- **WORK REQUEST**: Your task is to restate the data word for word.

● ● ● ● ●

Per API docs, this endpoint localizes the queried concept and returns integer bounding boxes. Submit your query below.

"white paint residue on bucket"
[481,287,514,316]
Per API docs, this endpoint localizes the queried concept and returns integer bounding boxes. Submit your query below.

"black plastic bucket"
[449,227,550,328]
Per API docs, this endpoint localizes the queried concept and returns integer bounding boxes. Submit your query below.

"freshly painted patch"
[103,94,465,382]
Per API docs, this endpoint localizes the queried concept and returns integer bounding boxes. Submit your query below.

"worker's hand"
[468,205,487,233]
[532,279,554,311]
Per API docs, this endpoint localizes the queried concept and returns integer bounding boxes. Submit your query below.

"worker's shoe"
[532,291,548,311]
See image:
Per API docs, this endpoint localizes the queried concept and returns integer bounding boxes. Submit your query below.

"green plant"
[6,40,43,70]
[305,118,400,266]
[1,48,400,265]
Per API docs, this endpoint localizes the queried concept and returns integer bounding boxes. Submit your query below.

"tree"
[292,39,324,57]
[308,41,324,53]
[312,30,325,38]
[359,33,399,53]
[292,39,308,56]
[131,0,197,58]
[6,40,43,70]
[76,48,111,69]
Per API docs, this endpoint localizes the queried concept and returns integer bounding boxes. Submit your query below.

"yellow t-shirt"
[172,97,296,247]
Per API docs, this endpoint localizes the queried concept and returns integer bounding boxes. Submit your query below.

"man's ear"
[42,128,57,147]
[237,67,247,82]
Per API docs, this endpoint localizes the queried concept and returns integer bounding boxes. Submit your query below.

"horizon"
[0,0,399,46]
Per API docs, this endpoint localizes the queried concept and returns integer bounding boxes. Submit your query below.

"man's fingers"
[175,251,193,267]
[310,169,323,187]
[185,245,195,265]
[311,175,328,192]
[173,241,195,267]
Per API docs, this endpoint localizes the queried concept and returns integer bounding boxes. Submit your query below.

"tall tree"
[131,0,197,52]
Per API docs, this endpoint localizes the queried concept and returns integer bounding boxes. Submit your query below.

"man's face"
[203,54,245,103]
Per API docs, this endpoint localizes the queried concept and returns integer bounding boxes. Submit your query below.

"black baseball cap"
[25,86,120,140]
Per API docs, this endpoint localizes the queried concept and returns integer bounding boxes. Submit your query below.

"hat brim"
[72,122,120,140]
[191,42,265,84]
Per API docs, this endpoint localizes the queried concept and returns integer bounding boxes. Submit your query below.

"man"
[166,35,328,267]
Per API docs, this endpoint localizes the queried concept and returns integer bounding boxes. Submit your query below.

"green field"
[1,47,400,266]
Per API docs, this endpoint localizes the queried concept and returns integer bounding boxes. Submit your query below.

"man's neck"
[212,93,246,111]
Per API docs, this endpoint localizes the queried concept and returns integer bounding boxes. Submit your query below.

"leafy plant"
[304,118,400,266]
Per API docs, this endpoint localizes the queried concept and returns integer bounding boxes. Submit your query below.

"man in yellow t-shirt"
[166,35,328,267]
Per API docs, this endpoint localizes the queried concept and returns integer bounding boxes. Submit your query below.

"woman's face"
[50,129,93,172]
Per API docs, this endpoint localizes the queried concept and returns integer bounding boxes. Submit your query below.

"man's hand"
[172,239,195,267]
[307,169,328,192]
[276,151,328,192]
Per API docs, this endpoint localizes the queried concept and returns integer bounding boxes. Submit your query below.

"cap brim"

● ● ● ● ●

- **TASK RESULT**:
Per API docs, this endpoint localizes the queried concept and returns integer bounding boxes. Submit your query below.

"white paint residue on bucket"
[481,287,514,316]
Per API docs, this endpoint localizes the queried concept and returns integer bounding boxes. Submit your query below.

"black plastic bucket"
[449,227,550,328]
Per API docs, this endpoint localizes the queried concept and returns integer bounding boxes. Submit your query below.

"freshly painted patch"
[103,94,465,382]
Per API docs, this endpoint localizes the queried concept and returns integer bounding boxes. Submit your query below.

"worker's hand"
[468,205,487,233]
[532,279,554,311]
Per API docs, this endpoint localizes the queried concept and returns integer bounding boxes. Submit your query below.

"worker's shoe"
[532,291,548,311]
See image:
Per API docs, this endpoint localizes the queried concept and returns integer bounding boxes. Submit your query below.

"green plant"
[6,40,43,70]
[305,118,400,266]
[1,48,400,265]
Per API docs, this endpoint localizes the queried concept and returns integer bounding boxes. Submit your query below.

"tree"
[292,39,324,57]
[308,41,324,53]
[312,30,325,38]
[359,33,399,53]
[292,39,308,56]
[131,0,197,58]
[6,40,43,70]
[76,48,111,69]
Per API docs, this endpoint localizes the queried concept and returns integer bounding boxes. Submit your query below.

"yellow t-shirt"
[172,97,296,247]
Per API docs, this endpoint localizes the queried concept and returns integer bounding boxes. Submit your query below.

"man's ear"
[42,128,57,147]
[237,67,247,82]
Per API docs, this endpoint localizes the queried concept and returns integer bounding boxes. Submit your query below.

"horizon"
[0,0,399,46]
Per API docs, this endpoint localizes the queried concept and returns integer bounding boxes. Submit your query below.

"man's fingers"
[175,251,193,267]
[310,169,323,187]
[185,245,195,265]
[311,175,328,192]
[173,241,195,267]
Per API docs, this endpoint localizes the queried concept and returns integer bounding boxes. Submit your query below.

"tall tree"
[131,0,197,52]
Per API docs, this endpoint localizes the queried concept and returns integer bounding boxes. Submit your query below.

"man's face"
[203,54,245,103]
Per API docs, this endpoint localizes the queried concept and returns integer bounding boxes. Submit your query below.

"black baseball cap"
[25,86,120,140]
Per API docs, this endpoint localizes the queried concept and returns integer bounding boxes. Submit your query below.

"hat brim"
[72,122,120,140]
[191,42,265,84]
Per API docs, this endpoint localizes the queried concept and returns integer bounding boxes. Submit your query below.

"man"
[166,35,328,267]
Per API docs, this endpoint localizes the queried concept and returns integer bounding boxes. Submit your query below.

"green field"
[1,47,400,266]
Per API docs, this endpoint localizes the queried concept and returns integer bounding boxes. Submit your query below.

"man's neck"
[212,93,246,111]
Per API docs, this endpoint localizes the queried concept and returns integer bounding boxes. Submit your query below.

"leafy plant"
[304,118,400,266]
Per API docs, this endpoint localizes the queried concept and returns integer bounding boxes. Submit your query below.

"man in yellow t-shirt"
[166,35,328,267]
Per API docs, this endpoint localizes the queried concept and returns integer bounding boxes. Submit your query below.

"woman's face"
[50,129,93,172]
Per API docs, this endpoint localizes the queried concept and returns integer bounding boxes. Submit your query below.

"man's hand"
[172,239,195,267]
[307,169,328,192]
[276,151,328,192]
Per API docs, this endpoint localizes the queried concept and returns integer bounding boxes. Submit your query below.

"cap brim"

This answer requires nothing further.